## PAGE EXTRACT
^^^^

A partnership in the form of a joint venture is a great thing for two parties to merge their resources and efforts in order to make success in the business world. It’s not just about the question of can you start a business on your own. It’s also about the question of – should you do this?
You see, running a sole proprietorship is a bad idea for a number of reasons. You get someone to share administrative tasks with, someone to share responsibility with and someone to share the costs of running an enterprise with. Second, you get someone who understands exactly how you feel, seeing as how they’re in the same situation. Still, in order for all of this to work, it needs to be put into writing. Therefore, here’s what you need to know about making a joint venture agreement.
The first question worth asking is the question of the contribution of each party to the venture. For instance, is the workload going to be split 50/50? The importance of figuring this out early on can avoid future disagreements in regards to each party’s jurisdiction. This is why describing this in detail may be the most important part of the equation. Who is in charge of the operations is another question worth taking into consideration.
Another thing worth mentioning is the fact that the initial investment and the ownership of the company may not be 50/50, to begin with. If that is the case, it’s important that you clearly state who owns what. This is also where you might want to look for the services of a specialist. For instance, if your joint venture belongs to the construction industry, what you want is some help from reputable construction lawyers. This field alone is so broad and the prospect of forgetting, overlooking something is quite realistic.
Another thing you need to keep in mind is the fact that a lot of co-owners don’t want to sign the contract indefinitely. This makes them include the end date, after which they can prolong the contract if they feel so inclined. This gives everyone the flexibility and legal insulation they need. You see, terminating such cooperation is not something that people do lightly, which is why, they might want to have an option to wait it out, instead. By having a clearly specified term of the arrangement, they can plan for this much more efficiently.
One of the questions that you also have to tend to is one of intellectual property. Sure, your venture may have its IP in the form of logos, slogans, company colors, products and services, however, do the parties have the right to use them outside of the joint venture. Unless this is clearly defined and specified right away, you’re exposing your venture to the risk of causing a serious problem further down the line. So, why not resolve it right away and be done with it?
As a sole proprietor, you get to choose what happens to the revenue from the venture. So, what happens if there’s more than one owner? How much gets reinvested and how big of a share of a profit does each party get to keep. This is often determined by the question of the initial investment, however, if one party makes a bigger initial investment and the latter takes a larger share of the workload on their back, this might be a tad harder to determine. It’s far better to state this clearly before it becomes a problem.

^^^^

## MATERIAL SUPPLIED

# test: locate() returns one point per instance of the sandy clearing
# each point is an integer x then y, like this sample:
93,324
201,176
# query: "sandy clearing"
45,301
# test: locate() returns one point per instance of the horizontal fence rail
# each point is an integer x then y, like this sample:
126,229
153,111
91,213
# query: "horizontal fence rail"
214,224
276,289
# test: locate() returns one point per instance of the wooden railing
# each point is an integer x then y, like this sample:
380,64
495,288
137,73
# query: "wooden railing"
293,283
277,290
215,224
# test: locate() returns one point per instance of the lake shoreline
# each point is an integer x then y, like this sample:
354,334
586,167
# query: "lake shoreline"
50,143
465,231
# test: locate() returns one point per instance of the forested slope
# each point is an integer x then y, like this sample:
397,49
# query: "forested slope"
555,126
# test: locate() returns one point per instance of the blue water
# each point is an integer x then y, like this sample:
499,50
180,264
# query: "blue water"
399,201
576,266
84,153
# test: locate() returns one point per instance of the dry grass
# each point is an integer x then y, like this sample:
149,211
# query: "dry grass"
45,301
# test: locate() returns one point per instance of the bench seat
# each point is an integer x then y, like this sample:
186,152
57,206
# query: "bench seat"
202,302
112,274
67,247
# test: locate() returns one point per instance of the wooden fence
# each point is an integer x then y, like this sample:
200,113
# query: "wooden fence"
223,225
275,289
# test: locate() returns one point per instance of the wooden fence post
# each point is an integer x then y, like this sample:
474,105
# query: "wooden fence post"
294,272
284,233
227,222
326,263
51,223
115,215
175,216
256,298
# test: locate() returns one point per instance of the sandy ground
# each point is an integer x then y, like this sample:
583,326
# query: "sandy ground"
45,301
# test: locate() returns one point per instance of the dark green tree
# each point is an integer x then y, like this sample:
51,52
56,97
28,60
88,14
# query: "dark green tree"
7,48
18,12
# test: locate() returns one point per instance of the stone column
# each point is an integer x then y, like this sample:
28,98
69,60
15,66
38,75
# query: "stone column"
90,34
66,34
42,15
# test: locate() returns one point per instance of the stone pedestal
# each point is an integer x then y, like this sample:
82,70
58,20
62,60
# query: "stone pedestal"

^^^^

## EXERCISE REQUIREMENTS
[1] From the page on joint venture agreements, translate this sentence into Spanish: "Who is in charge of the operations is another question worth taking into consideration."
[2] Answer these questions from the page on joint venture agreements:
(a) What help does it recommend for a joint venture in the construction industry?
(b) What do many co-owners include in the contract because they don't want to sign it indefinitely?
(c) What forms of intellectual property does it list?

## LIST OF SOLUTIONS
[1] Quién está a cargo de las operaciones es otra cuestión que vale la pena tener en cuenta.

[2]
(a) Help from reputable construction lawyers.
(b) An end date, after which they can prolong the contract.
(c) Logos, slogans, company colors, products and services.